GIVEN PASSAGE
[Start]
# Husband going out with son's friend's and his mom



## bnm890 (Nov 15, 2012)

My husband brought my two sons for a outing. As planned, he met up with one of my son's friend. The friend had his mom with him as planned. My husband knew before making the plans that I couldn't go as I was cramming for an exams. I thought it was odd as I personally would not put myself in such a position. 

This is not the first time as he planning to go for an overseas conference only with another female colleague. He change his plan only when I objected. 

What o you think? Am I over-reacting? He forgot our anniversary and totally ignore it even though I reminded him. Instead he signed up for a marathon and went. 

We have been married for fifteen years. I should have seen the signs when we were dating, his late mom brought two of his exes to her restaurant opening day.


----------



## I'mInLoveWithMyHubby (Nov 7, 2011)

This would not be happening at my house. If my husband went somewhere, especially overseas with another woman... I'd be out that door and filing for divorce. It's simply not okay. Nor would I fly out anywhere with another man.


----------



## costa200 (Jun 27, 2012)

If you made it clear that this sort of behavior makes you uncomfortable and he still does it, then you need to make it real for him. As long as you don't he probably won't get it that it bothers you that much. And it seems poor situation awareness runs on the family with those exes there with you.


----------



## sweaty teddy (Nov 13, 2012)

if its uncomfortable for you and he loves and cares about you then if you ask him not to he should rearange it. If he mimamizes it then he isn't very vested in your happiness or well being.

time for a put your foot down moment. where you explain whats expected. and for both of you to put more effort into your marriage before its too late.


----------



## CandieGirl (Apr 27, 2011)

bnm890 said:


> My husband brought my two sons for a outing. As planned, he met up with one of my son's friend. The friend had his mom with him as planned. My husband knew before making the plans that I couldn't go as I was cramming for an exams. I thought it was odd as I personally would not put myself in such a position.
> 
> This is not the first time as he planning to go for an overseas conference only with another female colleague. He change his plan only when I objected.
> 
> ...


Your post is a little bit all over the place...what is it that you're upset about, the friend's Mom, the forgotten anniversary, the overseas trip, or the late mother inviting exes to her resto? That's not your husband's fault, BTW...MIL's dead, the overseas thing got kiboshed (and rightly so) and all I can glean from any of this is that your H is selfish. That's the real problem.
[End]
PROVIDED MATERIAL
[Start]
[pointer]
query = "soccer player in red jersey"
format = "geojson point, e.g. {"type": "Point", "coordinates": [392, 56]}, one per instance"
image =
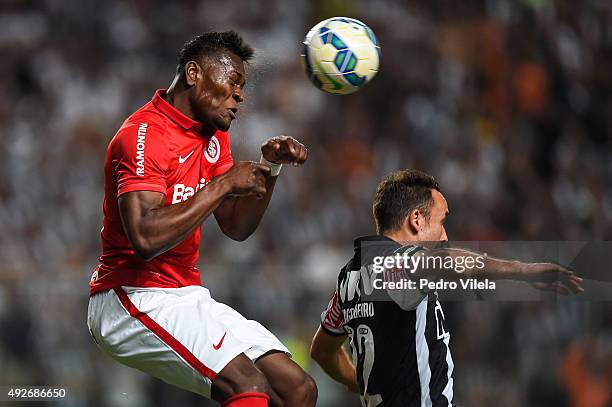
[End]
STATED EXERCISE 1
Answer from the forum thread:
(a) How many years has bnm890 been married?
(b) What did bnm890's husband sign up for instead of marking the anniversary?
(c) According to CandieGirl, what is the real problem?
STATED EXERCISE 2
Revise everything in the forum thread from "## costa200 (Jun" down to "or well being.", using "uneasy" wherever "uncomfortable" appears.

EXPECTED ANSWER 1
(a) Fifteen years.
(b) A marathon.
(c) That the husband is selfish.

EXPECTED ANSWER 2
## costa200 (Jun 27, 2012)

If you made it clear that this sort of behavior makes you uneasy and he still does it, then you need to make it real for him. As long as you don't he probably won't get it that it bothers you that much. And it seems poor situation awareness runs on the family with those exes there with you.


----------



## sweaty teddy (Nov 13, 2012)

if its uneasy for you and he loves and cares about you then if you ask him not to he should rearange it. If he mimamizes it then he isn't very vested in your happiness or well being.